▶ _Data section_
=-=-=

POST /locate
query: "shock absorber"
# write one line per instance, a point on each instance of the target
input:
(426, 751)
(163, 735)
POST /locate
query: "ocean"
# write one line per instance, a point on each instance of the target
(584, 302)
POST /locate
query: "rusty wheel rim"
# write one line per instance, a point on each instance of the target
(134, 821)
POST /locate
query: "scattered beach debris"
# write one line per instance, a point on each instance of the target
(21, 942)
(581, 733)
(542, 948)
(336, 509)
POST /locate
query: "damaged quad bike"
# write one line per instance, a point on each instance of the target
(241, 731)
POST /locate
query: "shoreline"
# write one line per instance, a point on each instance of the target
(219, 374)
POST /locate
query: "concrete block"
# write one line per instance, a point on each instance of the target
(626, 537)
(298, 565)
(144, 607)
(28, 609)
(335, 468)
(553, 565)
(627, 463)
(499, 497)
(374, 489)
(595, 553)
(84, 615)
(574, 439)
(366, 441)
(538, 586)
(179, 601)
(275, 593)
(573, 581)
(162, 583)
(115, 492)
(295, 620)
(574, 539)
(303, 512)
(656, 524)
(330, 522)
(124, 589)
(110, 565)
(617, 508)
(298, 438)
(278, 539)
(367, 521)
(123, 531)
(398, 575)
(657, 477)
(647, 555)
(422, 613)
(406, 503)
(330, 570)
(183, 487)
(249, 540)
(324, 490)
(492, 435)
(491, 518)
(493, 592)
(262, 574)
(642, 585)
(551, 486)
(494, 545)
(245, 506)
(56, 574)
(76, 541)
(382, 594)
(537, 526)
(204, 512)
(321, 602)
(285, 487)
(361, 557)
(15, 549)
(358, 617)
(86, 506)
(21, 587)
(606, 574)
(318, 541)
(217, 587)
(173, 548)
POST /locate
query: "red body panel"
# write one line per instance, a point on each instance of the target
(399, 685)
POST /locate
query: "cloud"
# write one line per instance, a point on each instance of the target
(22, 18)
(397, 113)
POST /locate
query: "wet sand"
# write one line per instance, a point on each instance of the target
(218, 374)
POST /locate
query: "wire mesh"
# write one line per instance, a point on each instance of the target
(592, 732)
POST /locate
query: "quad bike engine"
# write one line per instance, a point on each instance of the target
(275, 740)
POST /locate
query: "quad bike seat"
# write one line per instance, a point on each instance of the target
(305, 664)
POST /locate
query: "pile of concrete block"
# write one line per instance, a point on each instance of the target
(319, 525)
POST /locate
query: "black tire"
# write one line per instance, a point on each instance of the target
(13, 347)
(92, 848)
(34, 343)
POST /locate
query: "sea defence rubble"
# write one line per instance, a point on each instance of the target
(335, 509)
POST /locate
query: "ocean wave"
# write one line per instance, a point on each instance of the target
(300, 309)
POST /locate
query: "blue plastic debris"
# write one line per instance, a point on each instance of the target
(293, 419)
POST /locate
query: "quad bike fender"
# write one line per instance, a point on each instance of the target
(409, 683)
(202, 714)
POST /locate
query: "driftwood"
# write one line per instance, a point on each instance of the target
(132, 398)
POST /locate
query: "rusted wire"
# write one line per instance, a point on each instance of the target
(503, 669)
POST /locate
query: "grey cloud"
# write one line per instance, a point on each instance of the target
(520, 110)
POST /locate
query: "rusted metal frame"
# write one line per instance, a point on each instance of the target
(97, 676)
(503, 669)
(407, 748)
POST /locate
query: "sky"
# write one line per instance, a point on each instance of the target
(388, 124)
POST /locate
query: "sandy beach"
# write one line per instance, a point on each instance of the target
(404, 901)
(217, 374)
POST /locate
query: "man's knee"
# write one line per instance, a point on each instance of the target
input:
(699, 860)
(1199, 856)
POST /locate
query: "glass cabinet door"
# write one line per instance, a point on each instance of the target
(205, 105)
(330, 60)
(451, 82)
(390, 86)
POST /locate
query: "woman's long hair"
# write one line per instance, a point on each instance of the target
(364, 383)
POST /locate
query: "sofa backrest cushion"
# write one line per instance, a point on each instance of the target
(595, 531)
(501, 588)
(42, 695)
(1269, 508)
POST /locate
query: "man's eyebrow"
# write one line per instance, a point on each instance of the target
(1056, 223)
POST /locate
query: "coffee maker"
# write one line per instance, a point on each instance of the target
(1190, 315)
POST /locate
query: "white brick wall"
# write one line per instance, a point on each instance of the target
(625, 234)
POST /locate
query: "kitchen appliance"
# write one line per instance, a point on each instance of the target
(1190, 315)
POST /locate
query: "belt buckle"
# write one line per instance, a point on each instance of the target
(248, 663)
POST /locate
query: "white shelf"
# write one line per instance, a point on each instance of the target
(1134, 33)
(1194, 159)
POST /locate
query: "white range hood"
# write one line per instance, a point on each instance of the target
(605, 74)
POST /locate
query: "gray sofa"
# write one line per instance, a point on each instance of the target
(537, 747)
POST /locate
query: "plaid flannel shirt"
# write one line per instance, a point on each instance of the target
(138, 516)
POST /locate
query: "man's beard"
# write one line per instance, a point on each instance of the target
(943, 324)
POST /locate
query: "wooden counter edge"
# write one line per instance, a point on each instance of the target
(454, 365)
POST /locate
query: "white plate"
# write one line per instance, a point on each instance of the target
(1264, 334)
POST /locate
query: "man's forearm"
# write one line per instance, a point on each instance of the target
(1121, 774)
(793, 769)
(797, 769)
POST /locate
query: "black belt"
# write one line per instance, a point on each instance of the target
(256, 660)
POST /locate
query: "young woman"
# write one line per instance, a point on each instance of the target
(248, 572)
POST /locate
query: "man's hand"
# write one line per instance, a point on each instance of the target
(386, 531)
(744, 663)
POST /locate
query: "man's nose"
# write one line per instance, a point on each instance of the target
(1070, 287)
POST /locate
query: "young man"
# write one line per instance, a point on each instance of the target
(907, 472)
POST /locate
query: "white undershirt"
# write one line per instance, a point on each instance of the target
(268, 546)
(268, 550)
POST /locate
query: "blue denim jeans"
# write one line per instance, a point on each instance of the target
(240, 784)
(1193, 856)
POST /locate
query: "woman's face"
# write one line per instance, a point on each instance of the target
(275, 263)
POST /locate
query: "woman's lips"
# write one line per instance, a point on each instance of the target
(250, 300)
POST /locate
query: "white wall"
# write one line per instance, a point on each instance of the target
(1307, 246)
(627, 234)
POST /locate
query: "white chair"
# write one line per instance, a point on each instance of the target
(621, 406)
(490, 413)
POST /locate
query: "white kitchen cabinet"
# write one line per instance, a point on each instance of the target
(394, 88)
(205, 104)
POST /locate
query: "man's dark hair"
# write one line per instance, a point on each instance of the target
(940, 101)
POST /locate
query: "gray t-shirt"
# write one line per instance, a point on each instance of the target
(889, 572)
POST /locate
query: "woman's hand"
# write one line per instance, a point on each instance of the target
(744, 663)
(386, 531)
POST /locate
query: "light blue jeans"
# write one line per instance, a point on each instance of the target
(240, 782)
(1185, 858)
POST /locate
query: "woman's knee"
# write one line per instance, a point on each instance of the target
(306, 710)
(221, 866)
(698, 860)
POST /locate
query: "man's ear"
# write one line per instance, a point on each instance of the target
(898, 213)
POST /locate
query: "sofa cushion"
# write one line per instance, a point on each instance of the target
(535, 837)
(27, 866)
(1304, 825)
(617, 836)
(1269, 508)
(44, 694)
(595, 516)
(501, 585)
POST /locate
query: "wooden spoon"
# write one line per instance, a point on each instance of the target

=-=-=

▶ _The problem_
Reproduce each line verbatim.

▶ _Answer below_
POST /locate
query: "shock absorber"
# write one line per instance, a point on each instance of the target
input:
(426, 751)
(163, 735)
POST /locate
query: "ocean"
# write one line per instance, a point on each instance of the target
(584, 302)
POST /locate
query: "rusty wheel rim"
# write one line per instance, a point on each instance of the target
(134, 821)
POST /locate
query: "scattered beach debris"
# write one line per instance, a point on each instance of the target
(21, 942)
(581, 733)
(542, 948)
(336, 509)
POST /locate
query: "damaged quad bike"
# write one line per instance, a point on each instance of the target
(241, 731)
POST /locate
query: "shoreline"
# write one line per instance, a point on each instance of the target
(219, 374)
POST /locate
query: "concrete block"
# write one line per instance, a point on each instance of the target
(626, 537)
(298, 565)
(144, 607)
(28, 609)
(335, 468)
(553, 565)
(627, 463)
(499, 497)
(374, 489)
(595, 553)
(84, 615)
(574, 439)
(366, 441)
(538, 586)
(179, 601)
(275, 593)
(573, 581)
(162, 583)
(115, 492)
(295, 620)
(574, 539)
(303, 512)
(656, 524)
(330, 522)
(124, 589)
(110, 565)
(617, 508)
(298, 438)
(278, 539)
(367, 521)
(123, 531)
(398, 575)
(657, 477)
(647, 555)
(422, 613)
(406, 503)
(330, 570)
(183, 487)
(249, 540)
(324, 490)
(492, 435)
(491, 518)
(493, 592)
(262, 574)
(642, 585)
(551, 486)
(494, 545)
(245, 506)
(56, 574)
(76, 541)
(382, 594)
(537, 526)
(204, 512)
(321, 602)
(285, 487)
(361, 557)
(15, 549)
(358, 617)
(86, 506)
(21, 587)
(606, 574)
(318, 541)
(217, 587)
(173, 548)
POST /locate
query: "red body panel"
# write one line per instance, a point on each instance of the target
(399, 685)
POST /locate
query: "cloud"
# write one line per instance, a point on each instance of the target
(22, 18)
(397, 113)
POST /locate
query: "wet sand"
# write one line per instance, a point on each instance of the target
(218, 374)
POST /locate
query: "wire mesh"
# write one line per instance, a point on each instance of the target
(592, 732)
POST /locate
query: "quad bike engine"
# write one line per instance, a point on each instance of the target
(275, 740)
POST /locate
query: "quad bike seat"
# write one line per instance, a point on each instance of the target
(305, 664)
POST /locate
query: "pile of concrete block"
# write one line per instance, a point on each instance of the target
(319, 525)
POST /locate
query: "black tire"
# write one line per instance, a point on each instance of the target
(13, 347)
(92, 848)
(34, 343)
POST /locate
query: "sea defence rubble"
# write one line per instance, a point on each instance of the target
(335, 509)
POST /locate
query: "ocean wave"
# write one line per instance, a point on each instance of the target
(300, 309)
POST /locate
query: "blue plastic debris"
# write one line per instance, a point on each instance of the target
(293, 419)
POST /locate
query: "quad bike fender"
# write one line per instance, a point on each instance of the target
(409, 683)
(202, 714)
POST /locate
query: "driftwood"
# write one line per instance, a point on each instance of the target
(132, 398)
POST /locate
query: "rusted wire"
# write one line per instance, a point on each instance of the target
(503, 669)
POST /locate
query: "grey cloud"
# write one line per instance, a point on each instance of the target
(520, 110)
POST /locate
query: "rusted metal frame"
# write one line per instance, a point on each instance of the target
(97, 676)
(503, 669)
(407, 748)
POST /locate
query: "sky"
# write one line per instance, a point on each instance of the target
(388, 124)
POST /locate
query: "sandy beach"
# write one line per instance, a point on each instance of the target
(404, 901)
(217, 374)
POST /locate
query: "man's knee"
# write one line per instance, a point on each instance of the target
input:
(699, 860)
(1199, 856)
POST /locate
query: "glass cabinet door"
# write one line per instance, a point on each instance of the target
(205, 105)
(330, 60)
(451, 82)
(390, 86)
POST /locate
query: "woman's long hair"
# write one line per instance, a point on each instance of the target
(364, 383)
POST /locate
query: "sofa backrest cushion"
# write one line per instance, a point on each instance of the target
(595, 531)
(501, 588)
(42, 695)
(1269, 508)
POST /locate
query: "man's eyebrow"
# write one line per instance, a point on each instance of the target
(1056, 223)
POST /locate
query: "coffee maker"
# write one line per instance, a point on each instance of the target
(1190, 315)
POST /locate
query: "white brick wall"
# write one line per instance, a point on each instance of the target
(625, 234)
POST /locate
query: "kitchen appliance"
# write one line per instance, a point on each instance of the target
(1190, 315)
POST /locate
query: "belt buckle"
# write one line per instance, a point on each instance of the target
(248, 663)
POST /locate
query: "white shelf"
# write one line per instance, a point on each instance of the target
(1134, 33)
(1194, 159)
POST /locate
query: "white range hood"
# write one line per instance, a point on each instance of the target
(605, 74)
POST /locate
query: "gray sofa"
# write one line per instance, a point on each instance of the target
(537, 747)
POST /locate
query: "plaid flannel shirt"
# write one line per instance, a point on each instance of the target
(138, 516)
POST /locate
query: "man's beard"
# write one line per instance, a point on each instance of the target
(943, 324)
POST /locate
query: "wooden counter edge"
# write one line per instance, a point on each instance of the target
(454, 365)
POST /locate
query: "white plate"
# write one line per instance, a point on each instance of the target
(1264, 334)
POST /locate
query: "man's forearm"
# write one line per instance, a point on each instance of the target
(1121, 774)
(793, 769)
(797, 769)
POST /locate
query: "black belt"
# write one line per instance, a point on each instance of the target
(256, 660)
POST /locate
query: "young woman"
# write one line per instance, a point on each instance of the target
(248, 572)
POST /locate
query: "man's hand"
# write one line per instance, a point on each instance of the target
(386, 531)
(744, 663)
POST /locate
query: "man's nose"
# write one line per instance, a point on each instance of the target
(1070, 287)
POST /locate
query: "young man"
# write one line per instance, a point on each instance of the target
(907, 472)
POST /locate
query: "white undershirt"
# write one line per instance, a point on each instance of the target
(268, 546)
(268, 550)
POST /locate
query: "blue denim jeans"
# write one line per instance, a point on each instance of the target
(240, 784)
(1193, 856)
POST /locate
query: "woman's face"
# write one line per instance, a point on each instance of the target
(275, 263)
POST /locate
query: "woman's lips"
# write one line per instance, a point on each instance of the target
(250, 300)
POST /locate
query: "white wall"
# write one line per instance, a point on each instance of the target
(1307, 246)
(627, 234)
POST /locate
query: "white chair"
# write one line per instance, a point on each instance of the target
(621, 406)
(490, 413)
POST /locate
query: "white kitchen cabinet"
# write one line per instance, a point on each instance of the target
(394, 88)
(205, 104)
POST /locate
query: "man's dark hair"
# write one line per instance, a point on each instance of the target
(940, 101)
POST /locate
query: "gray t-shirt"
# write one line per instance, a point on each instance of the target
(889, 572)
POST /locate
query: "woman's hand"
# write one line per instance, a point on each instance of the target
(744, 663)
(386, 531)
POST /locate
query: "light blue jeans"
# write one line per instance, a point on each instance of the target
(240, 782)
(1185, 858)
POST /locate
query: "woman's knee"
# write one line per instance, a point on each instance of the target
(306, 710)
(221, 866)
(698, 860)
POST /locate
query: "man's ear"
# write one line per instance, a point on each instance of the target
(898, 213)
POST /locate
query: "sofa cushion"
# write one line per instance, a point on each instance of the target
(535, 837)
(27, 866)
(1304, 825)
(617, 836)
(1269, 508)
(44, 694)
(595, 516)
(501, 585)
POST /locate
query: "wooden spoon"
# write one line per instance, a point on each instance of the target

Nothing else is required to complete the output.